▶ Exercise brief
Rewrite the listing below, changing every "positive clicks" to "foreground clicks" and keeping everything else the same. Omit the pictures from your version.

[[ Input for this task open ]]

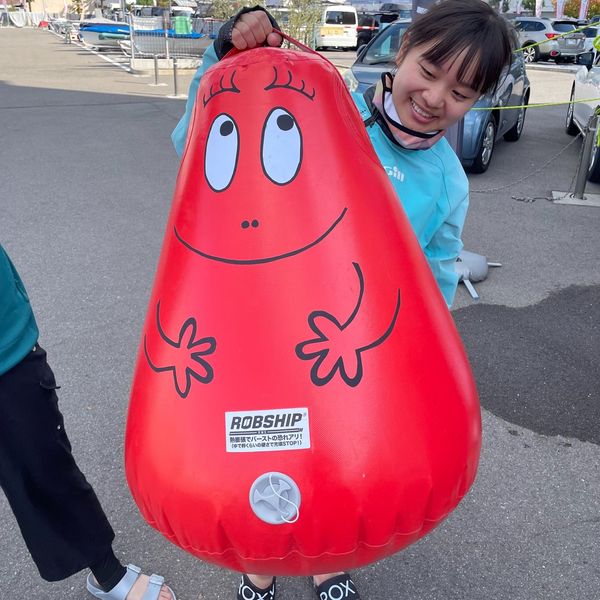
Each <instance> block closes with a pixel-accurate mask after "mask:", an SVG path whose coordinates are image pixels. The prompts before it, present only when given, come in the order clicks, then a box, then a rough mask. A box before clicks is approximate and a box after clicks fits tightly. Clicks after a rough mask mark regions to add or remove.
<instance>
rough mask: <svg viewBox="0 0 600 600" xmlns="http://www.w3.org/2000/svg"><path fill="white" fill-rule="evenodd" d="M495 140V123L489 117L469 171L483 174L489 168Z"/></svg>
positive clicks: (492, 119)
mask: <svg viewBox="0 0 600 600" xmlns="http://www.w3.org/2000/svg"><path fill="white" fill-rule="evenodd" d="M495 140H496V121H494V117H492V116H491V115H490V116H489V117H488V120H487V122H486V124H485V127H484V129H483V134H482V136H481V141H480V142H479V148H477V155H476V156H475V160H474V161H473V164H472V165H471V168H470V169H469V170H470V171H471V172H472V173H485V172H486V171H487V169H488V167H489V166H490V162H491V160H492V154H493V153H494V141H495Z"/></svg>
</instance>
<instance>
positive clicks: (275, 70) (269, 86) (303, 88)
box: [265, 67, 316, 100]
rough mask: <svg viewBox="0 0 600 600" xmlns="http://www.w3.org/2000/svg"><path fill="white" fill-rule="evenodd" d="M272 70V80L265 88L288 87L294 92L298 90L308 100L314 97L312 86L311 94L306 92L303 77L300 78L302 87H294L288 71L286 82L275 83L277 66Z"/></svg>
mask: <svg viewBox="0 0 600 600" xmlns="http://www.w3.org/2000/svg"><path fill="white" fill-rule="evenodd" d="M273 72H274V77H273V81H272V82H271V83H270V84H269V85H268V86H267V87H266V88H265V91H266V90H273V89H275V88H279V87H281V88H288V89H290V90H294V91H296V92H300V93H301V94H303V95H304V96H306V97H307V98H308V99H309V100H313V99H314V97H315V93H316V92H315V89H314V88H313V91H312V94H311V93H309V92H307V91H306V90H305V89H304V88H305V87H306V83H305V82H304V79H302V80H301V81H302V87H296V86H294V85H292V72H291V71H288V81H287V83H277V68H276V67H273Z"/></svg>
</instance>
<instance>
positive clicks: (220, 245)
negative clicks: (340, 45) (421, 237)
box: [126, 48, 481, 575]
mask: <svg viewBox="0 0 600 600" xmlns="http://www.w3.org/2000/svg"><path fill="white" fill-rule="evenodd" d="M366 181H368V182H369V183H368V186H365V182H366ZM480 440H481V426H480V412H479V404H478V400H477V396H476V391H475V387H474V383H473V379H472V375H471V372H470V369H469V365H468V362H467V359H466V357H465V353H464V350H463V348H462V345H461V342H460V339H459V337H458V335H457V332H456V330H455V327H454V324H453V321H452V319H451V317H450V314H449V312H448V310H447V308H446V306H445V303H444V301H443V299H442V297H441V295H440V293H439V291H438V289H437V285H436V283H435V281H434V279H433V276H432V274H431V271H430V269H429V267H428V265H427V263H426V261H425V258H424V256H423V254H422V252H421V250H420V248H419V246H418V243H417V241H416V239H415V236H414V234H413V232H412V230H411V226H410V224H409V223H408V221H407V219H406V217H405V216H404V213H403V211H402V209H401V206H400V204H399V202H398V200H397V198H396V197H395V193H394V190H393V188H392V186H391V184H390V183H389V181H388V178H387V175H386V174H385V172H384V171H383V169H382V168H381V165H380V163H379V160H378V158H377V156H376V155H375V153H374V150H373V148H372V146H371V143H370V141H369V138H368V137H367V134H366V132H365V128H364V126H363V123H362V122H361V119H360V116H359V115H358V112H357V111H356V109H355V107H354V104H353V102H352V99H351V98H350V96H349V95H348V93H347V91H346V89H345V87H344V84H343V81H342V79H341V77H340V76H339V74H338V73H337V71H336V70H335V68H334V67H333V66H332V65H330V64H329V63H328V62H327V61H325V60H323V59H322V58H321V57H319V56H318V55H315V54H311V53H305V52H297V51H291V50H282V49H275V48H261V49H256V50H252V51H248V52H243V53H240V54H238V55H236V56H233V57H231V58H227V59H225V60H223V61H221V62H220V63H218V64H217V65H215V66H214V67H213V68H211V69H209V70H208V72H207V73H206V74H205V75H204V77H203V78H202V81H201V85H200V89H199V92H198V97H197V102H196V105H195V110H194V114H193V117H192V121H191V125H190V131H189V135H188V140H187V145H186V149H185V153H184V156H183V161H182V165H181V170H180V173H179V176H178V180H177V186H176V190H175V196H174V200H173V206H172V210H171V214H170V218H169V222H168V225H167V231H166V235H165V240H164V246H163V249H162V254H161V258H160V263H159V267H158V273H157V275H156V281H155V284H154V290H153V292H152V296H151V300H150V307H149V310H148V316H147V319H146V322H145V326H144V330H143V336H142V343H141V349H140V353H139V357H138V361H137V367H136V371H135V376H134V381H133V388H132V396H131V405H130V409H129V418H128V424H127V436H126V471H127V479H128V482H129V485H130V487H131V490H132V493H133V496H134V498H135V500H136V502H137V504H138V505H139V507H140V510H141V512H142V514H143V515H144V517H145V518H146V519H147V521H148V522H149V523H150V524H151V525H153V526H154V527H155V528H157V529H158V530H159V531H160V532H162V533H163V534H164V535H165V536H166V537H167V538H168V539H170V540H171V541H173V542H174V543H176V544H178V545H179V546H181V547H182V548H184V549H185V550H187V551H189V552H191V553H193V554H195V555H196V556H198V557H200V558H202V559H205V560H207V561H211V562H213V563H216V564H218V565H222V566H225V567H229V568H232V569H237V570H240V571H246V572H251V573H264V574H288V575H301V574H312V573H324V572H334V571H338V570H346V569H351V568H355V567H358V566H360V565H364V564H366V563H369V562H372V561H374V560H377V559H380V558H382V557H384V556H386V555H389V554H391V553H393V552H396V551H397V550H399V549H401V548H403V547H404V546H406V545H408V544H410V543H411V542H414V541H415V540H417V539H418V538H420V537H421V536H423V535H424V534H425V533H427V532H428V531H429V530H431V529H432V528H433V527H435V526H436V525H437V524H438V523H439V522H440V521H441V520H442V519H444V517H446V516H447V515H448V514H449V512H450V511H452V509H453V508H454V507H455V506H456V505H457V504H458V502H459V501H460V500H461V498H462V497H463V496H464V494H465V493H466V492H467V490H468V488H469V486H470V485H471V483H472V482H473V479H474V477H475V472H476V468H477V462H478V457H479V450H480Z"/></svg>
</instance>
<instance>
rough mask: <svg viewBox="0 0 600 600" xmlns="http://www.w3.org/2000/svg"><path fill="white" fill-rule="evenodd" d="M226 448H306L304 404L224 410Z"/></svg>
mask: <svg viewBox="0 0 600 600" xmlns="http://www.w3.org/2000/svg"><path fill="white" fill-rule="evenodd" d="M225 438H226V443H227V452H271V451H273V450H303V449H305V448H310V429H309V424H308V408H283V409H279V410H252V411H242V412H227V413H225Z"/></svg>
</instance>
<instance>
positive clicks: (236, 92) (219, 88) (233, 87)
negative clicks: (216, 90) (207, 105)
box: [202, 71, 240, 106]
mask: <svg viewBox="0 0 600 600" xmlns="http://www.w3.org/2000/svg"><path fill="white" fill-rule="evenodd" d="M234 77H235V71H234V72H233V73H232V74H231V83H230V87H227V86H225V85H223V79H225V75H223V77H221V80H220V81H219V86H220V87H219V89H218V90H217V91H216V92H213V91H212V88H213V86H212V85H211V86H210V90H208V98H207V97H206V96H203V97H202V102H203V104H204V106H206V105H207V104H208V103H209V102H210V100H212V99H213V98H214V97H215V96H218V95H219V94H222V93H223V92H233V93H234V94H239V93H240V90H239V89H238V87H237V85H235V82H234V81H233V78H234Z"/></svg>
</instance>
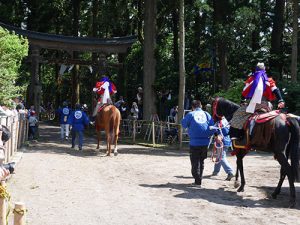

[[ Input for this task closed ]]

▶ Answer for this exercise
Each <instance> block closes with a pixel-accurate mask after "mask:", an SVG path whose coordinates are image pixels. The prompts before it, present only when given, come in the order clicks, then a box, then a rough mask. A box before clicks is approximate and a box after clicks fits tightly. Clicks after a rough mask mark regions to add or remove.
<instance>
rough mask: <svg viewBox="0 0 600 600" xmlns="http://www.w3.org/2000/svg"><path fill="white" fill-rule="evenodd" d="M495 140V123L489 117L469 171L483 174L489 168Z"/></svg>
foreground clicks: (492, 119)
mask: <svg viewBox="0 0 600 600" xmlns="http://www.w3.org/2000/svg"><path fill="white" fill-rule="evenodd" d="M495 140H496V121H494V117H492V116H491V115H490V116H489V117H488V120H487V122H486V124H485V127H484V129H483V134H482V136H481V141H480V142H479V148H477V155H476V156H475V160H474V161H473V164H472V165H471V168H470V169H469V170H470V171H471V172H472V173H485V172H486V171H487V169H488V167H489V166H490V162H491V160H492V154H493V153H494V141H495Z"/></svg>
</instance>
<instance>
foreground clicks: (275, 70) (269, 86) (303, 88)
box: [265, 67, 316, 100]
rough mask: <svg viewBox="0 0 600 600" xmlns="http://www.w3.org/2000/svg"><path fill="white" fill-rule="evenodd" d="M272 70V80L265 88L288 87L294 92L298 90L308 100L314 97L312 86L311 94L306 92L303 77L300 78L302 87H294L288 71L286 82L275 83L277 66Z"/></svg>
mask: <svg viewBox="0 0 600 600" xmlns="http://www.w3.org/2000/svg"><path fill="white" fill-rule="evenodd" d="M273 72H274V77H273V81H272V82H271V83H270V84H269V85H268V86H267V87H266V88H265V91H266V90H273V89H275V88H279V87H281V88H288V89H290V90H294V91H296V92H300V93H301V94H303V95H304V96H306V97H307V98H308V99H309V100H313V99H314V97H315V93H316V92H315V89H314V88H313V91H312V94H311V93H309V92H307V91H306V90H305V89H304V88H305V87H306V83H305V82H304V79H302V80H301V81H302V87H296V86H294V85H292V72H291V71H288V81H287V83H277V68H276V67H273Z"/></svg>
</instance>
<instance>
foreground clicks: (220, 245)
negative clicks: (340, 45) (421, 237)
box: [126, 48, 481, 575]
mask: <svg viewBox="0 0 600 600" xmlns="http://www.w3.org/2000/svg"><path fill="white" fill-rule="evenodd" d="M366 181H368V182H369V183H368V186H365V182H366ZM480 440H481V426H480V412H479V404H478V400H477V396H476V391H475V387H474V383H473V379H472V375H471V372H470V369H469V365H468V362H467V359H466V357H465V353H464V350H463V348H462V345H461V342H460V339H459V337H458V335H457V332H456V330H455V327H454V324H453V321H452V319H451V317H450V314H449V312H448V310H447V308H446V306H445V303H444V301H443V299H442V297H441V295H440V293H439V291H438V289H437V285H436V283H435V281H434V279H433V276H432V274H431V271H430V269H429V267H428V265H427V263H426V261H425V258H424V256H423V254H422V252H421V250H420V248H419V246H418V243H417V241H416V239H415V236H414V234H413V232H412V230H411V226H410V224H409V223H408V221H407V219H406V217H405V216H404V213H403V211H402V209H401V206H400V204H399V202H398V200H397V198H396V197H395V193H394V190H393V188H392V186H391V184H390V183H389V181H388V178H387V175H386V174H385V172H384V171H383V169H382V168H381V165H380V163H379V160H378V158H377V156H376V155H375V153H374V150H373V148H372V146H371V143H370V141H369V138H368V137H367V134H366V132H365V128H364V126H363V123H362V122H361V119H360V116H359V115H358V112H357V111H356V109H355V107H354V104H353V102H352V99H351V98H350V96H349V95H348V93H347V91H346V89H345V87H344V84H343V81H342V79H341V77H340V76H339V74H338V73H337V71H336V70H335V68H334V67H333V66H332V65H330V64H329V63H328V62H327V61H325V60H323V59H322V58H321V57H319V56H318V55H315V54H311V53H305V52H297V51H291V50H282V49H275V48H261V49H256V50H252V51H248V52H243V53H240V54H238V55H236V56H233V57H231V58H227V59H225V60H223V61H221V62H220V63H218V64H217V65H215V66H214V67H213V68H211V69H209V70H208V72H207V73H206V74H205V75H204V77H203V78H202V81H201V85H200V89H199V92H198V97H197V102H196V105H195V110H194V114H193V117H192V121H191V125H190V131H189V135H188V140H187V145H186V149H185V153H184V156H183V161H182V165H181V170H180V173H179V176H178V180H177V186H176V190H175V196H174V200H173V206H172V210H171V214H170V218H169V222H168V225H167V231H166V235H165V240H164V246H163V249H162V254H161V258H160V263H159V267H158V273H157V275H156V281H155V284H154V290H153V292H152V296H151V300H150V307H149V310H148V316H147V319H146V322H145V326H144V330H143V336H142V343H141V349H140V353H139V357H138V361H137V367H136V371H135V376H134V381H133V388H132V396H131V405H130V409H129V418H128V424H127V436H126V471H127V479H128V482H129V485H130V487H131V490H132V493H133V496H134V498H135V500H136V502H137V504H138V505H139V507H140V510H141V512H142V514H143V515H144V517H145V518H146V519H147V521H148V522H149V523H150V524H151V525H153V526H154V527H155V528H157V529H158V530H159V531H160V532H162V533H163V534H164V535H165V536H166V537H167V538H168V539H170V540H171V541H173V542H174V543H176V544H178V545H179V546H181V547H182V548H184V549H185V550H187V551H189V552H191V553H193V554H195V555H196V556H198V557H200V558H202V559H205V560H207V561H211V562H213V563H216V564H218V565H222V566H225V567H229V568H232V569H237V570H240V571H246V572H251V573H264V574H288V575H301V574H312V573H324V572H334V571H338V570H346V569H351V568H355V567H358V566H360V565H364V564H366V563H369V562H372V561H374V560H377V559H380V558H382V557H384V556H386V555H389V554H391V553H393V552H396V551H397V550H399V549H401V548H403V547H404V546H406V545H408V544H410V543H411V542H414V541H415V540H417V539H418V538H420V537H421V536H423V535H424V534H425V533H427V532H428V531H429V530H431V529H432V528H433V527H435V526H436V525H437V524H438V523H439V522H440V521H441V520H442V519H444V517H446V516H447V515H448V514H449V512H450V511H452V509H453V508H454V507H455V506H456V505H457V504H458V502H459V501H460V500H461V498H462V497H463V496H464V494H465V493H466V492H467V490H468V488H469V486H470V485H471V483H472V482H473V479H474V477H475V472H476V468H477V462H478V457H479V450H480Z"/></svg>
</instance>
<instance>
rough mask: <svg viewBox="0 0 600 600" xmlns="http://www.w3.org/2000/svg"><path fill="white" fill-rule="evenodd" d="M226 448H306L304 404L224 410Z"/></svg>
mask: <svg viewBox="0 0 600 600" xmlns="http://www.w3.org/2000/svg"><path fill="white" fill-rule="evenodd" d="M225 438H226V443H227V452H271V451H273V450H303V449H305V448H310V429H309V424H308V408H283V409H279V410H252V411H242V412H227V413H225Z"/></svg>
</instance>
<instance>
foreground clicks: (236, 92) (219, 88) (233, 87)
negative clicks: (216, 90) (207, 105)
box: [202, 71, 240, 106]
mask: <svg viewBox="0 0 600 600" xmlns="http://www.w3.org/2000/svg"><path fill="white" fill-rule="evenodd" d="M234 77H235V71H234V72H233V73H232V74H231V83H230V87H227V86H225V85H223V79H225V75H223V77H221V80H220V81H219V86H220V87H219V89H218V90H217V91H216V92H213V91H212V88H213V86H212V85H211V86H210V90H208V98H207V97H206V96H203V97H202V102H203V104H204V106H206V105H207V104H208V103H209V102H210V100H212V99H213V98H214V97H215V96H218V95H219V94H222V93H223V92H233V93H234V94H239V93H240V90H239V89H238V87H237V85H235V82H234V81H233V78H234Z"/></svg>
</instance>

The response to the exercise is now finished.